Written exercise A – In the text about British banks funding Mugabe's government, which two companies are named alongside Barclays?
Written exercise B – Write what comes next in the text about British banks funding Mugabe's government, starting after its final sentence.
─── Text shown ───
Barclays is the most high-profile of three British-based financial institutions, which, in total, have provided more than $1bn in direct and indirect funding to Mugabe's administration. The other two companies are Standard Chartered Bank and the insurance firm Old Mutual. According to influential newsletter Africa Confidential, that first disclosed the Barclays' loans, the British organisations provide an economic lifeline keeping Mugabe's regime afloat.
But it's just business.
A spokesman for Zimbabwe's main opposition party, the Movement for Democratic Change, likened the bank's actions to its support of South Africa's apartheid regime and urged a boycott.

One of the most controversial of Barclays' Zimbabwe loans is the £30m it provides to a state-sponsored agricultural 'facility' aiming to sustain land reforms that saw Mugabe seize white-owned farmland and drive more than 100,000 black workers from their homes. The government has expelled more than a million opposition supporters from Harare and Bulawayo, dumping them in the countryside.
Sorta makes them complicit in the whole affair, doesn't it?
Britain backs targeted international sanctions against the regime - although there are no economic sanctions - which prevent Mugabe or his political associates travelling to Europe or the US. It is estimated that Barclays, Standard Chartered Bank and Old Mutual have lent the Mugabe regime about £100m by purchasing treasury bills and government bonds.

Any commercial bank operating in Zimbabwe must reinvest 40 per cent of its profits in government bonds. Barclays has arranged finance facilities worth $110m to Zimbabwean companies involved in tobacco, mining, sugar, manufacturing and the horticultural sectors. Last year Barclays bought South Africa's Absa bank for more than £2bn, making it one of the Mugabe government's biggest private financiers.
─── Data section ───
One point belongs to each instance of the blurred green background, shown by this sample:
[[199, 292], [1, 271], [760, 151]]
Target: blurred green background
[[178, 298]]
───
Answer A – Standard Chartered Bank and the insurance firm Old Mutual.

Answer B –
Barclays says it has had customers in Zimbabwe for decades and abandoning them now would make matters worse. A spokesman said: 'We have been in Rhodesia Zimbabwe since 1912 and have 1,000 employees serving 150,000 retail, business and corporate customers in the country. We are committed to continuing to provide a service to those customers in what is clearly a difficult operating environment. As with all other banks and businesses, Barclays is required to comply with the regulations of the Reserve Bank. This involves participating from time to time in the purchase of treasury bills and government bonds.'

Old Mutual, the London insurance firm, holds investments on the Zimbabwe Stock Exchange worth about 16 per cent of the market and has a stake in Zimbabwe Newspapers, which publishes the Herald and the Chronicle. Nobody from Old Mutual was available for comment.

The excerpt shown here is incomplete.